BRIEF
Rewrite every one of the records below, changing each occurrence of "one dot per instance" to "a single marker per instance" and leaving all other text untouched.
========================================================================
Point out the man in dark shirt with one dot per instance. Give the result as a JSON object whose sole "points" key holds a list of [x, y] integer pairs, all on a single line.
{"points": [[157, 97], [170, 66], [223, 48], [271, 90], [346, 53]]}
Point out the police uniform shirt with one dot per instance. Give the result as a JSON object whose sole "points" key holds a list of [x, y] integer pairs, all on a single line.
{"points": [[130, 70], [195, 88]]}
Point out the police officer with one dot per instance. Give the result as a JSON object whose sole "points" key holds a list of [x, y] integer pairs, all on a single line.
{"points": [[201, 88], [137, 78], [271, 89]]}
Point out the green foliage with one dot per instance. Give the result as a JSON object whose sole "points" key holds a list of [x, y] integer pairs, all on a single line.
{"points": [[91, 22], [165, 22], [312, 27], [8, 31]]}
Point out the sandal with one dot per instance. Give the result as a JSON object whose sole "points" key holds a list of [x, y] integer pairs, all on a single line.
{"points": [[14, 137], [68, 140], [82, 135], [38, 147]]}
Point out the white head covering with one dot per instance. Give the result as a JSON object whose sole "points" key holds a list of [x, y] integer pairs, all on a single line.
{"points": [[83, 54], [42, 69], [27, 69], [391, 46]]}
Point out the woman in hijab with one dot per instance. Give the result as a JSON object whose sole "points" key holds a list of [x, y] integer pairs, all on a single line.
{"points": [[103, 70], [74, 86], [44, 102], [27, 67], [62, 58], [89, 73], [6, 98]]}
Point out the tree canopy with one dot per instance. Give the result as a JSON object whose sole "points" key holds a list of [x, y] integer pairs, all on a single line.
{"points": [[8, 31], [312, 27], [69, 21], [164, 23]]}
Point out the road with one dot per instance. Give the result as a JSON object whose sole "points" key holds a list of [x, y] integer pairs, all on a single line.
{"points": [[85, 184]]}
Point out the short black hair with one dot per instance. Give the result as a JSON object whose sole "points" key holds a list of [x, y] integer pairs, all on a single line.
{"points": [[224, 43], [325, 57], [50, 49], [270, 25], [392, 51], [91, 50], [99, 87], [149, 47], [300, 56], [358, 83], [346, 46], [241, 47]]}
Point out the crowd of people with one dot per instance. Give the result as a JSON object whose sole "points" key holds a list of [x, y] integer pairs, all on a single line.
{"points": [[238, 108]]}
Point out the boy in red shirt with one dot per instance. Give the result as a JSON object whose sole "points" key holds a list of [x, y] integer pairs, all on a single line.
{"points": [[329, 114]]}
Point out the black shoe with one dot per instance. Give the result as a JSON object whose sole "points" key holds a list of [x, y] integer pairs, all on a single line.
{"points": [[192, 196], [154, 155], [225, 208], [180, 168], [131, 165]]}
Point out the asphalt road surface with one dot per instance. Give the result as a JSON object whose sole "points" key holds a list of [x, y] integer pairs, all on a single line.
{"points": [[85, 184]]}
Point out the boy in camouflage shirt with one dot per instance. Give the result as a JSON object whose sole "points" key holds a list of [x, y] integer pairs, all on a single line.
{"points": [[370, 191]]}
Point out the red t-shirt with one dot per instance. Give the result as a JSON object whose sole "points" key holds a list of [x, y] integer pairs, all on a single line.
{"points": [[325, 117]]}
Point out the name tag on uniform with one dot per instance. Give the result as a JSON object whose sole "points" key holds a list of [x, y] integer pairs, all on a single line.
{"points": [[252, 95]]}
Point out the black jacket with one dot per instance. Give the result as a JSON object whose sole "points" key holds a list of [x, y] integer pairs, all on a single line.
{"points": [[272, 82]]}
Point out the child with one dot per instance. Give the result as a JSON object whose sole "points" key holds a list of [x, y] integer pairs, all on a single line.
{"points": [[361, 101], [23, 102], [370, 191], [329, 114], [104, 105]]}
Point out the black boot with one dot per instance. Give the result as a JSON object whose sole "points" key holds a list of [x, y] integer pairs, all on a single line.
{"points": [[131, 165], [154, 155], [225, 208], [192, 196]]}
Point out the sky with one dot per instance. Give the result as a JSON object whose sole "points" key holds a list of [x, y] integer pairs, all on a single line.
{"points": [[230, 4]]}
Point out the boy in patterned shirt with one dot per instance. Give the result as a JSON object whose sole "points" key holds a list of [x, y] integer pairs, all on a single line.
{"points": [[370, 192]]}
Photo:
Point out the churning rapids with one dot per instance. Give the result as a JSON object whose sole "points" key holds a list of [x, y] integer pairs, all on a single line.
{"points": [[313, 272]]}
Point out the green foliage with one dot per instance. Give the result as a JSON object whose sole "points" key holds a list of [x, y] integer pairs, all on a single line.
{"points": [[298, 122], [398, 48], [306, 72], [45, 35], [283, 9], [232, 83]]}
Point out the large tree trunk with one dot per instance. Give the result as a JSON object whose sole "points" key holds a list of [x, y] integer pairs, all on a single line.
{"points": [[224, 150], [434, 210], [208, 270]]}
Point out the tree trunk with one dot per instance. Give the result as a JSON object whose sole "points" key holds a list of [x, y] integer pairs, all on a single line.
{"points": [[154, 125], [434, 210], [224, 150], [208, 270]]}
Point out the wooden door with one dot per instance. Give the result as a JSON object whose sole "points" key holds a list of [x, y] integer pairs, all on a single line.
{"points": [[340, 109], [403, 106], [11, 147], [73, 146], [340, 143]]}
========================================================================
THE RESULT
Point out the man in dark shirt with a single marker per instance. Give the result as a JSON object whose sole "points" key holds a list of [x, y] integer pairs, all on a single line.
{"points": [[157, 97], [170, 66], [223, 48], [271, 90], [346, 53]]}
Point out the police uniform shirt with a single marker per instance. Give the result as a JSON object whose sole "points" key holds a list of [x, y] integer pairs, all on a single line.
{"points": [[130, 70], [195, 88]]}
Point out the police officer with a single marker per instance. Give the result as a JSON object whose sole "points" key holds a list of [x, y] integer pairs, all on a single line.
{"points": [[201, 88], [137, 78], [271, 89]]}
Point out the green foliage with a single marker per instance. Give the result as a JSON object whose sole "points" key holds a list of [x, y] integer pairs, all on a single line.
{"points": [[91, 22], [165, 22], [312, 27], [8, 31]]}
Point out the sandal with a single marker per instance. Give the result as a JSON object whose sole "points" key holds a list of [x, y] integer pairs, all on a single line.
{"points": [[14, 137], [68, 140], [82, 135], [38, 147]]}
Point out the white head covering with a single marker per instance. Give the result as a JSON object whose sole "points" key holds a list of [x, y] integer pairs, all on a single line.
{"points": [[83, 54], [42, 69], [27, 69], [391, 46]]}
Point out the woman in hijab with a single marker per instance. Give the result as a JSON object whose sole "points" key holds a list of [x, y] integer pairs, all on a single line.
{"points": [[103, 70], [74, 86], [44, 102], [27, 67], [62, 58], [89, 73], [6, 98]]}
Point out the tree canopy with a single marker per instance. Give the result as a JSON object whose sole "points" key holds a list of [x, y] integer pairs, all on a single line.
{"points": [[8, 31], [312, 27], [69, 21], [164, 23]]}
Point out the road with a single marker per instance. Give the result as a JSON object whose sole "points" key holds a list of [x, y] integer pairs, all on a single line.
{"points": [[85, 184]]}
Point out the short black hair with a single marker per instance. Give the result as a JSON object whose sole "points" key holds a list of [x, y] integer pairs, all on a single line.
{"points": [[224, 43], [325, 57], [50, 49], [270, 25], [392, 51], [91, 50], [99, 87], [149, 47], [300, 56], [358, 83], [346, 46], [241, 47]]}
Point out the crowd of people with a single marker per instance. Give the result as a JSON object whose sole "points" key holds a list of [x, y] integer pairs, all on a single line.
{"points": [[238, 108]]}
Point out the boy in red shirt with a single marker per instance. Give the result as a JSON object whose sole "points" key holds a list of [x, y] integer pairs, all on a single line.
{"points": [[329, 114]]}
Point out the black shoe with a single marker per instance. Give the result as a JSON object whose sole "points" key holds a list of [x, y] integer pairs, all on a single line.
{"points": [[192, 196], [154, 155], [225, 208], [180, 168], [131, 165]]}
Point out the asphalt road surface with a single marker per instance. Give the result as a JSON object whose sole "points" key holds a list of [x, y] integer pairs, all on a single line.
{"points": [[85, 184]]}
Point out the boy in camouflage shirt with a single marker per instance. Give the result as a JSON object whose sole "points" key holds a list of [x, y] integer pairs, all on a single line.
{"points": [[370, 191]]}
Point out the red t-shirt with a single marker per instance. Give the result as a JSON object whose sole "points" key holds a list of [x, y] integer pairs, all on a single line.
{"points": [[325, 117]]}
Point out the name tag on uniform with a single marker per instance. Give the result as a JSON object whose sole "points" key holds a list of [x, y] integer pairs, all on a single line.
{"points": [[252, 95]]}
Point out the black jacket with a single marker per instance. Give the result as a JSON object whose sole "points" key holds a list of [x, y] integer pairs, all on a single line.
{"points": [[272, 82]]}
Point out the child with a single marker per instance. Give the result as a JSON object whose sole "points" key holds a list of [x, y] integer pairs, all on a single line.
{"points": [[361, 101], [23, 102], [370, 191], [329, 114], [104, 105]]}
Point out the black boot with a single marker per instance. Give the result as a JSON object whose sole "points" key holds a list of [x, y] integer pairs, all on a single line.
{"points": [[131, 165], [154, 155], [225, 208], [192, 196]]}
Point out the sky with a single marker per instance. Give the result as a JSON object whose sole "points" key holds a list of [x, y] integer pairs, all on a single line.
{"points": [[230, 4]]}
Point out the boy in patterned shirt with a single marker per instance. Give the result as a JSON object whose sole "points" key holds a list of [x, y] integer pairs, all on a single line.
{"points": [[370, 192]]}
Photo:
Point out the churning rapids with a single marker per instance. Give the result as a JSON object whose sole "points" key holds a list of [x, y] integer pairs, all on a single line.
{"points": [[313, 272]]}
Point out the green foliage with a single marker per instance. Give the result as a JSON object whose sole "points" key holds a list of [x, y] integer pairs, all on a single line.
{"points": [[298, 122], [398, 48], [306, 72], [45, 35], [283, 9], [232, 83]]}
Point out the large tree trunk with a single marker per instance. Give the result as a JSON object whose sole "points" key holds a list of [x, y] integer pairs, all on a single line.
{"points": [[224, 150], [434, 210], [208, 270]]}
Point out the tree trunk with a single marker per instance. Give the result as a JSON object whose sole "points" key holds a list of [x, y] integer pairs, all on a single line.
{"points": [[154, 125], [434, 210], [224, 150], [208, 270]]}
Point out the wooden door with a single marker per instance. Give the result as a JSON object whose sole "points" key holds a list of [x, y] integer pairs, all on a single line.
{"points": [[340, 109], [403, 106], [11, 147], [73, 146], [340, 143]]}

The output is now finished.